*Directions*.
Starting with the line containing "find the stone" and continuing through the last line of the items below, render each line as one string in a JSON list, leaving out any blank lines.

*Record extracts*.
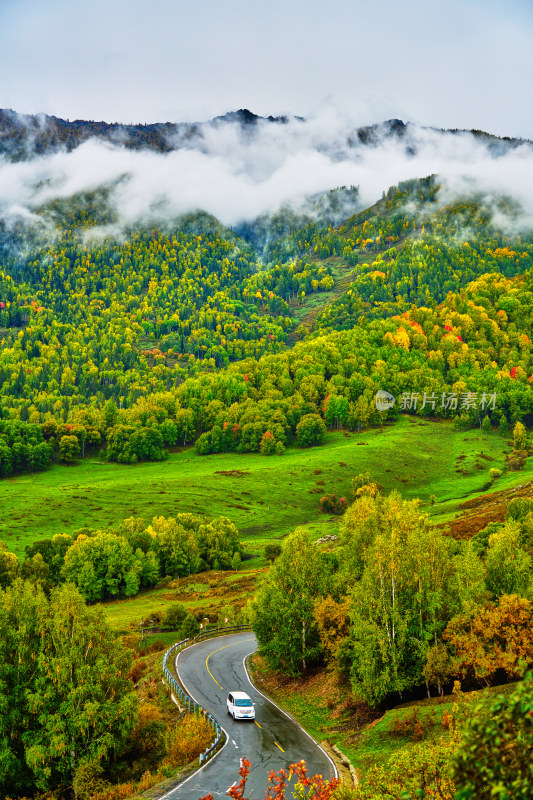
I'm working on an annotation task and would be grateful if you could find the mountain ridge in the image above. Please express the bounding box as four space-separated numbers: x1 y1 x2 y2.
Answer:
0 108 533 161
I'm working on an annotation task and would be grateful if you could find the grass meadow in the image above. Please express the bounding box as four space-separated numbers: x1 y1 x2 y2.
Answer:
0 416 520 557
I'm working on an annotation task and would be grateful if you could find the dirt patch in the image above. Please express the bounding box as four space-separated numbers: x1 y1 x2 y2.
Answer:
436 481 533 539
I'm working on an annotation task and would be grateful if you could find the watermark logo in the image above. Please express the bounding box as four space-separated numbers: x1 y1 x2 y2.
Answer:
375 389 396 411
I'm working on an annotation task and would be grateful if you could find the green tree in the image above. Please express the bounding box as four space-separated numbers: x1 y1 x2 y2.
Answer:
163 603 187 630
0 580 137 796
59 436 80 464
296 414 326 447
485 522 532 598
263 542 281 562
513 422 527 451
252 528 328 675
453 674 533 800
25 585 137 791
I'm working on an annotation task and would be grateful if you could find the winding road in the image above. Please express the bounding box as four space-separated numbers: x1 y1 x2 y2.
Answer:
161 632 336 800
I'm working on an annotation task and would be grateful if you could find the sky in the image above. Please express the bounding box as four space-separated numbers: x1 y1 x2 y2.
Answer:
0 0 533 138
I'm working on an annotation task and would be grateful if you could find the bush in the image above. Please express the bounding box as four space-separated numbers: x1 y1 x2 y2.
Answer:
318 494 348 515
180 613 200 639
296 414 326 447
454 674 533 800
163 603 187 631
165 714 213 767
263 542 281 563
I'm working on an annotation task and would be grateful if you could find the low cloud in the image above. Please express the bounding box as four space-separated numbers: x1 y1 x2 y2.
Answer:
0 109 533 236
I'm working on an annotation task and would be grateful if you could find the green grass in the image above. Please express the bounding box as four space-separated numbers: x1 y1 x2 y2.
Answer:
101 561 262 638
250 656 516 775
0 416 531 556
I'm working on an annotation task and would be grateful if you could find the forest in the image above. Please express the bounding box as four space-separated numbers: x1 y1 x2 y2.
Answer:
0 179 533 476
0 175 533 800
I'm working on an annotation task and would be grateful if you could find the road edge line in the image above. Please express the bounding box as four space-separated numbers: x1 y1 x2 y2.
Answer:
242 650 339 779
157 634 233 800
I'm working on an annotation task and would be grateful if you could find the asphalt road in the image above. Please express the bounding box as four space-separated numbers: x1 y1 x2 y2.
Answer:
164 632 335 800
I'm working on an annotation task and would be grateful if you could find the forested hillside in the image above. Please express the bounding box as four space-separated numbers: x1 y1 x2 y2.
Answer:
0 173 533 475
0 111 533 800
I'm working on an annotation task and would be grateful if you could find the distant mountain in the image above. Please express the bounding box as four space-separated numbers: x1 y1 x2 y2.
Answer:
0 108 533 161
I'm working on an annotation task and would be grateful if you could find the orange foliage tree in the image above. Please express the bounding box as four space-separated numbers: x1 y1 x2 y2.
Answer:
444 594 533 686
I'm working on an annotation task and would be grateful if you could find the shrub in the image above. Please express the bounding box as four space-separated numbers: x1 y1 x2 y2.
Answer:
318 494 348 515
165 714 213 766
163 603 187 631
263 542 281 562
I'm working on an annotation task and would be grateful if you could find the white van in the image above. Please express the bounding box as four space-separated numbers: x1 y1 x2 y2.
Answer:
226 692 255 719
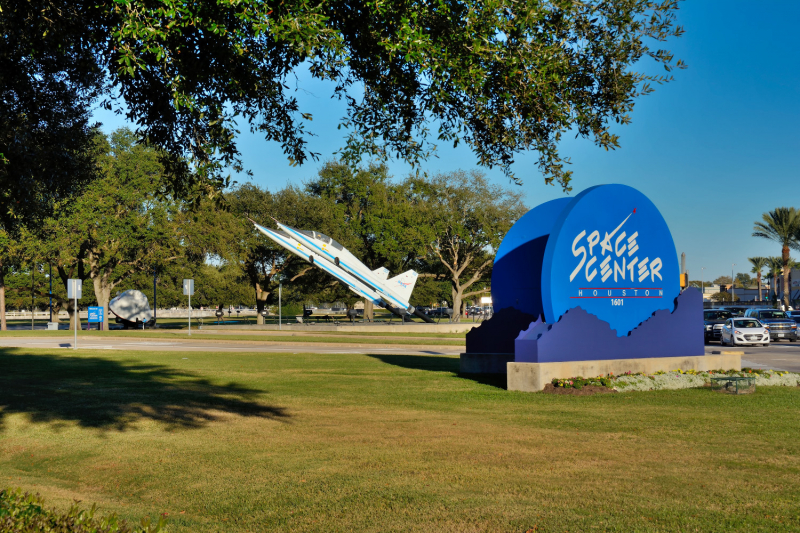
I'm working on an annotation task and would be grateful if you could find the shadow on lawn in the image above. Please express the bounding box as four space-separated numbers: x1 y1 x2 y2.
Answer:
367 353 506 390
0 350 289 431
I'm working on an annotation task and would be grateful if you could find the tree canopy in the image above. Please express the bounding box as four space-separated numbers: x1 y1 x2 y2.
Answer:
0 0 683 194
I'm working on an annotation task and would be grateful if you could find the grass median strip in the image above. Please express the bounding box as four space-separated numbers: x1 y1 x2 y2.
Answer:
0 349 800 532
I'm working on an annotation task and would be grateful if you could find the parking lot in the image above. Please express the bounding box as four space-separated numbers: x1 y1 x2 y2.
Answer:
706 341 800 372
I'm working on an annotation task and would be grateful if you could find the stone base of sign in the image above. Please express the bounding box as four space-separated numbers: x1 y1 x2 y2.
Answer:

*Written response*.
[
  "I'm working on an annotation task and would be grateful if you could find the stone base of sign in the image above. Please express the bounding box as four space-separated numbers: x1 y1 x2 y2.",
  "Answer:"
]